* begin *
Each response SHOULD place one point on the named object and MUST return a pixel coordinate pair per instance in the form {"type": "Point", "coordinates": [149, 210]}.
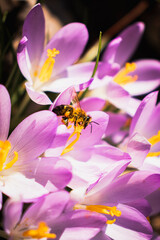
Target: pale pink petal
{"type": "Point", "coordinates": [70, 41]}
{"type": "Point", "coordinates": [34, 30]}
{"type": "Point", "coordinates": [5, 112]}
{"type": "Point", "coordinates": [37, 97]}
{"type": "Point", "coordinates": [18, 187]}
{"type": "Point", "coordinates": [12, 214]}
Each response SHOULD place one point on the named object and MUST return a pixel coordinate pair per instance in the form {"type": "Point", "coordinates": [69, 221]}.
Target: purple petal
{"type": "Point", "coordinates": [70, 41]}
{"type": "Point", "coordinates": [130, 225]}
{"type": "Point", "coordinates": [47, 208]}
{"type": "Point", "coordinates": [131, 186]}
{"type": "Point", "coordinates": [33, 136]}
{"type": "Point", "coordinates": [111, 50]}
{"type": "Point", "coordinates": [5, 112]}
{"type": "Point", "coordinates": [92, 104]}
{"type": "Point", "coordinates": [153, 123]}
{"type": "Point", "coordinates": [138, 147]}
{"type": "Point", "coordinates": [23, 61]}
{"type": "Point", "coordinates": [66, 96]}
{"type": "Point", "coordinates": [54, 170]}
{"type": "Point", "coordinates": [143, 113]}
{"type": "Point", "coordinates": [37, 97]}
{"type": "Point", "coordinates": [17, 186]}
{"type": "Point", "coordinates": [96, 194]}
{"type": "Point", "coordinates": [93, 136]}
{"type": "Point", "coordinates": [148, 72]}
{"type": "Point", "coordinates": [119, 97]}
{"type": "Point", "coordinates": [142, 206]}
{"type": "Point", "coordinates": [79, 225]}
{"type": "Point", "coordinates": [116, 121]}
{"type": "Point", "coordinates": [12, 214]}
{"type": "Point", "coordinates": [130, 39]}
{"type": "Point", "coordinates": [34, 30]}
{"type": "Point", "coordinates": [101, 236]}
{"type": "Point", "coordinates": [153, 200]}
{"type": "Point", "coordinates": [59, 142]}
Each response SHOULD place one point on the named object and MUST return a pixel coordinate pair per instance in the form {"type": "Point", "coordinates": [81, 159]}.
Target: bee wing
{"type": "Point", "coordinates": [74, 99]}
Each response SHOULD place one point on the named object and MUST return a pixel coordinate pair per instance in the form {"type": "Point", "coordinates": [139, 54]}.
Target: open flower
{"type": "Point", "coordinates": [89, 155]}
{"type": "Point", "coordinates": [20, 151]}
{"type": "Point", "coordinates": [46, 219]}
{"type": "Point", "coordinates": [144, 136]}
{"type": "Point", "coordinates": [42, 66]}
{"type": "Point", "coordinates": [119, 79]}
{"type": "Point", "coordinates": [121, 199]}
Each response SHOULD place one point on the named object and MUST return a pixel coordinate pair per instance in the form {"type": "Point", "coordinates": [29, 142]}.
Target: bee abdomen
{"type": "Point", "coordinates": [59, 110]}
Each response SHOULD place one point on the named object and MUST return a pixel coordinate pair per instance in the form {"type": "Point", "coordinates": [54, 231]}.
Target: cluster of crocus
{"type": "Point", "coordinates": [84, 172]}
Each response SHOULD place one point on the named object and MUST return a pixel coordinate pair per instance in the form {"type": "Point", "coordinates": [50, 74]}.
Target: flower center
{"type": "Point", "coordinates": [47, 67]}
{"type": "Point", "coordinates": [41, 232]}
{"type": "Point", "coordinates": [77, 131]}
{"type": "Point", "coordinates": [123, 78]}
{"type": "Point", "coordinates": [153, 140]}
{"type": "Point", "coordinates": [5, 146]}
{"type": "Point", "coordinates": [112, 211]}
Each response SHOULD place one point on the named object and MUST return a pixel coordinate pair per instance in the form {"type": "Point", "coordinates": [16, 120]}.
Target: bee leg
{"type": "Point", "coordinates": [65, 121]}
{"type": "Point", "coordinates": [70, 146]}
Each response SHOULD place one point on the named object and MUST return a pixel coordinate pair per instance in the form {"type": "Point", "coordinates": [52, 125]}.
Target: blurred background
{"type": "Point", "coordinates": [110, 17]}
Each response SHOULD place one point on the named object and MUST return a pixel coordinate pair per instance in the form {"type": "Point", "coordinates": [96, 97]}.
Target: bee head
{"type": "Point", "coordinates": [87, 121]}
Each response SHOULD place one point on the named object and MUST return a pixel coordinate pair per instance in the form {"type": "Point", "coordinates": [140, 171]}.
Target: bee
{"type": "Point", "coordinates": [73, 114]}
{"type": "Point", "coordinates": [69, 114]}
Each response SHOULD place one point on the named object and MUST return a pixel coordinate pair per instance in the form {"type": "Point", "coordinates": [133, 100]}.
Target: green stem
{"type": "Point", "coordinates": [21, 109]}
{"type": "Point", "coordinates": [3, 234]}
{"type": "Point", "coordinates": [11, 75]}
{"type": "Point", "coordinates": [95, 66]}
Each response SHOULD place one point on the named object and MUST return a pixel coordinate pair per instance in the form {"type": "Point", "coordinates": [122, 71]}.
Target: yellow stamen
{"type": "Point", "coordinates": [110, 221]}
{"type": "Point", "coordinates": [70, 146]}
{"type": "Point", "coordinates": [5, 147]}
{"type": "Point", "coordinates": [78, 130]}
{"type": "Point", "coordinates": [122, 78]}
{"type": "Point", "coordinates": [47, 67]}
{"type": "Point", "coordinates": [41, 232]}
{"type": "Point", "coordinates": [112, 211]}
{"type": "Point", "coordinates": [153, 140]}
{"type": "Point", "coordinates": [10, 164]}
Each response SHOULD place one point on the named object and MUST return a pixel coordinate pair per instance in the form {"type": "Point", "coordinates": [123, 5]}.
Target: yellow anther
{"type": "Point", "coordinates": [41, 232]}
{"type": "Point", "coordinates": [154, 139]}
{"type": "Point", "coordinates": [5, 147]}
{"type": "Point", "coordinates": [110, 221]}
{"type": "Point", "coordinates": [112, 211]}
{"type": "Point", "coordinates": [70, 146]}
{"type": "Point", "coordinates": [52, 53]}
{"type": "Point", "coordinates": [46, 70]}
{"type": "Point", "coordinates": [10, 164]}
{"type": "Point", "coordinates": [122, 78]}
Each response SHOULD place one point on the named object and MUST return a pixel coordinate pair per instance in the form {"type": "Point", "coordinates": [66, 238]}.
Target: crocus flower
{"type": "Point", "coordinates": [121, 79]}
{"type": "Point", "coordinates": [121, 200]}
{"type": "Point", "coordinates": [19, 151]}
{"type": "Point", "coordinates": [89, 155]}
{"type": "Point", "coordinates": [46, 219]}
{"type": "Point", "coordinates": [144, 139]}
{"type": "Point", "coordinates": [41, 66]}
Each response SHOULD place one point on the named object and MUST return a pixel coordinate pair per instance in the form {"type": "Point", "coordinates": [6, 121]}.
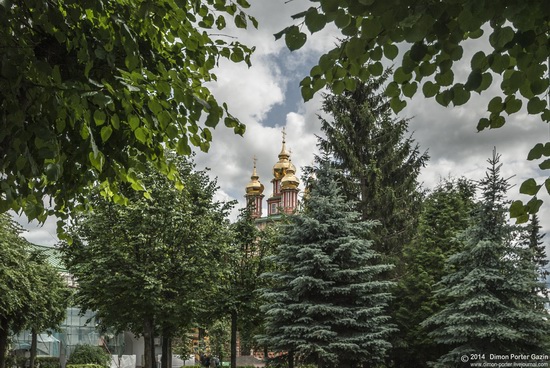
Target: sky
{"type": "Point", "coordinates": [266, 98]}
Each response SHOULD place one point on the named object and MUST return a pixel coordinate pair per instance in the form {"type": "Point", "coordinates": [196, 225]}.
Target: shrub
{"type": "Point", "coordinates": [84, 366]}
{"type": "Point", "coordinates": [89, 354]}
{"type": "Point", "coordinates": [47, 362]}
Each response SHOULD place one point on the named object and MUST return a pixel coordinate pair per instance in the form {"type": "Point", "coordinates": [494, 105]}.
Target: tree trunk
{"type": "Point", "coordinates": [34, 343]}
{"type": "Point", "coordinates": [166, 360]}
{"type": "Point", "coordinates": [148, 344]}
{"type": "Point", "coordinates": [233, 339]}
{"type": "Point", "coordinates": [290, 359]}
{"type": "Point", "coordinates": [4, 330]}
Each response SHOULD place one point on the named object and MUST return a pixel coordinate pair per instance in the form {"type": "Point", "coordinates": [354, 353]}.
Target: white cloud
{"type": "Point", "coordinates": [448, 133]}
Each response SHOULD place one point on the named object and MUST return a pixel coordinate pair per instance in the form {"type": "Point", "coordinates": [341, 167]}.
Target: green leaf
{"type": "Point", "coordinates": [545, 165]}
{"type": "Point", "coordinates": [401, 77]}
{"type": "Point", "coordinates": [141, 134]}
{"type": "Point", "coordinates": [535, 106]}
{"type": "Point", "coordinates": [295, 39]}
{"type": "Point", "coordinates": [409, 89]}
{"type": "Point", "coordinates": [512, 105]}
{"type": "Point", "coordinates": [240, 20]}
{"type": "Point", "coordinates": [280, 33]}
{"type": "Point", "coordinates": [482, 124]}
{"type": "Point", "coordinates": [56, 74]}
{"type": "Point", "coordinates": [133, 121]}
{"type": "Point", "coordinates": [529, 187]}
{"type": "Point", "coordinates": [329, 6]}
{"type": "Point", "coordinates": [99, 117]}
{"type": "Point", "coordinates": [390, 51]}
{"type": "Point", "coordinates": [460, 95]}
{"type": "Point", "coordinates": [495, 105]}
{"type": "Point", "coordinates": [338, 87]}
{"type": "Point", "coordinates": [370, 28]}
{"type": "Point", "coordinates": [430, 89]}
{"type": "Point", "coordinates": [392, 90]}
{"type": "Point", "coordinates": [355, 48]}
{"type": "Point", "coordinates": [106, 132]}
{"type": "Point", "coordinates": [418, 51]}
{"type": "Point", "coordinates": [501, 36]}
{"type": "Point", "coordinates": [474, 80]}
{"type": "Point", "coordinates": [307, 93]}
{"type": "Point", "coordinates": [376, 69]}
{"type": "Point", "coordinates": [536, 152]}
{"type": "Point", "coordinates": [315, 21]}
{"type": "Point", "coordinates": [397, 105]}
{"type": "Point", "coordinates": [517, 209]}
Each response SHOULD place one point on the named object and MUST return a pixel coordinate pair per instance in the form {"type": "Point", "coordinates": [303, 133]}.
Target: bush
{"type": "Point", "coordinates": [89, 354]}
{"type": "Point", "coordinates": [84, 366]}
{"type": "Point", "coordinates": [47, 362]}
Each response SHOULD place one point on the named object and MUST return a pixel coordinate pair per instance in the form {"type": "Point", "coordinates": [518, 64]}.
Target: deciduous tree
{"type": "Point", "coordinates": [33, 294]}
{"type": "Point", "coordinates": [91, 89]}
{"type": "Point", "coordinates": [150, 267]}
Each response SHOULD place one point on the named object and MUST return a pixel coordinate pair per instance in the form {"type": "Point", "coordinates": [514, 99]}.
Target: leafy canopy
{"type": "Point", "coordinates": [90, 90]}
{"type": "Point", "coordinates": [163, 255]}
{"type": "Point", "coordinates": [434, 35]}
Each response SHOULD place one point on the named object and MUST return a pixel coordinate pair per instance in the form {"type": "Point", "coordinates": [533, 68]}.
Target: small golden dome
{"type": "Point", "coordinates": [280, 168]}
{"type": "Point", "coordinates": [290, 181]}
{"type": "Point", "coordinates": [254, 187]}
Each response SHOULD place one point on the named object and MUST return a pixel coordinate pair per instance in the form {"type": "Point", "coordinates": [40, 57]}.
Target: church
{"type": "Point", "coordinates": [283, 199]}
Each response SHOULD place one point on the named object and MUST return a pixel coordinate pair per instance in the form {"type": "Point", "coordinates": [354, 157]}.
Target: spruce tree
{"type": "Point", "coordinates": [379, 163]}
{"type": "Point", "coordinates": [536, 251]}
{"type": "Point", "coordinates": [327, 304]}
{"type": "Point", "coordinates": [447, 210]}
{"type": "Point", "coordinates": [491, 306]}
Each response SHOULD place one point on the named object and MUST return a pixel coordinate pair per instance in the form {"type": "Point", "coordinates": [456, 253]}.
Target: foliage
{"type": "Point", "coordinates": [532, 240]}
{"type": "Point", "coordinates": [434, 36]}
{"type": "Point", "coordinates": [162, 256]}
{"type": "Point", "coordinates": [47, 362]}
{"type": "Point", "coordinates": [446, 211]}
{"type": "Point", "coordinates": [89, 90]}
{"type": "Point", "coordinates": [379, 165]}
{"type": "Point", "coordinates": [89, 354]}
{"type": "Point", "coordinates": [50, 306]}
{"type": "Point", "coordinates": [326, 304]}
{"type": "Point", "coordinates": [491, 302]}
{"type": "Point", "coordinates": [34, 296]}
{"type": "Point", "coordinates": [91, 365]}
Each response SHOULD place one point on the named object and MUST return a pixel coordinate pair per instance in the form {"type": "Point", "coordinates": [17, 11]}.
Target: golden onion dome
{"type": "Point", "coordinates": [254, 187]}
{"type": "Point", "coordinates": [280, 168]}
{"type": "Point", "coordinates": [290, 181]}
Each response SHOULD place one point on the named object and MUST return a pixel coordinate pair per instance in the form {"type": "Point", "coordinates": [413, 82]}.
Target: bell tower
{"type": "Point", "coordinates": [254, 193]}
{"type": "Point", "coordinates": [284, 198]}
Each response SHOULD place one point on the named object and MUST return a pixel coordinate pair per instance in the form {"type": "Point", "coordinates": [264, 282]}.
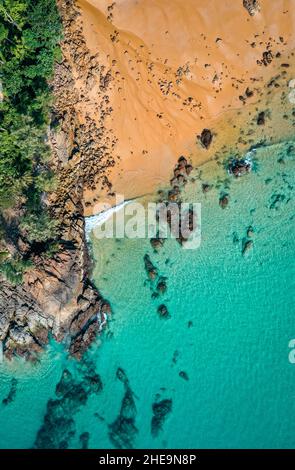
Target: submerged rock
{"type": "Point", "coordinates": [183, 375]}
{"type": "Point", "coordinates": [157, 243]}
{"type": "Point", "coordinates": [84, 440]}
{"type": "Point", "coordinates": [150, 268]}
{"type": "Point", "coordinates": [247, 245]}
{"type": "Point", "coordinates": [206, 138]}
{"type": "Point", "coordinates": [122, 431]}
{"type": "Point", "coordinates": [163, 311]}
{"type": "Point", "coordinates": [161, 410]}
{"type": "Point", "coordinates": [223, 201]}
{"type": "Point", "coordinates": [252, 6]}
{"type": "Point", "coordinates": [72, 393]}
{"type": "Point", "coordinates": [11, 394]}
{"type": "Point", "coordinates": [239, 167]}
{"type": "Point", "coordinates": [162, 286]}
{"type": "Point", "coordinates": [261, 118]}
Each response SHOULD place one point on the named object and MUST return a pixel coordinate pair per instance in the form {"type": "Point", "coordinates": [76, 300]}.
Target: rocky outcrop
* end *
■ What you should do: Count the lines in the material above that contain the string "tree", treating uppercase and lowercase letters as distinct. Reply with the number alone.

■ Answer for the task: 3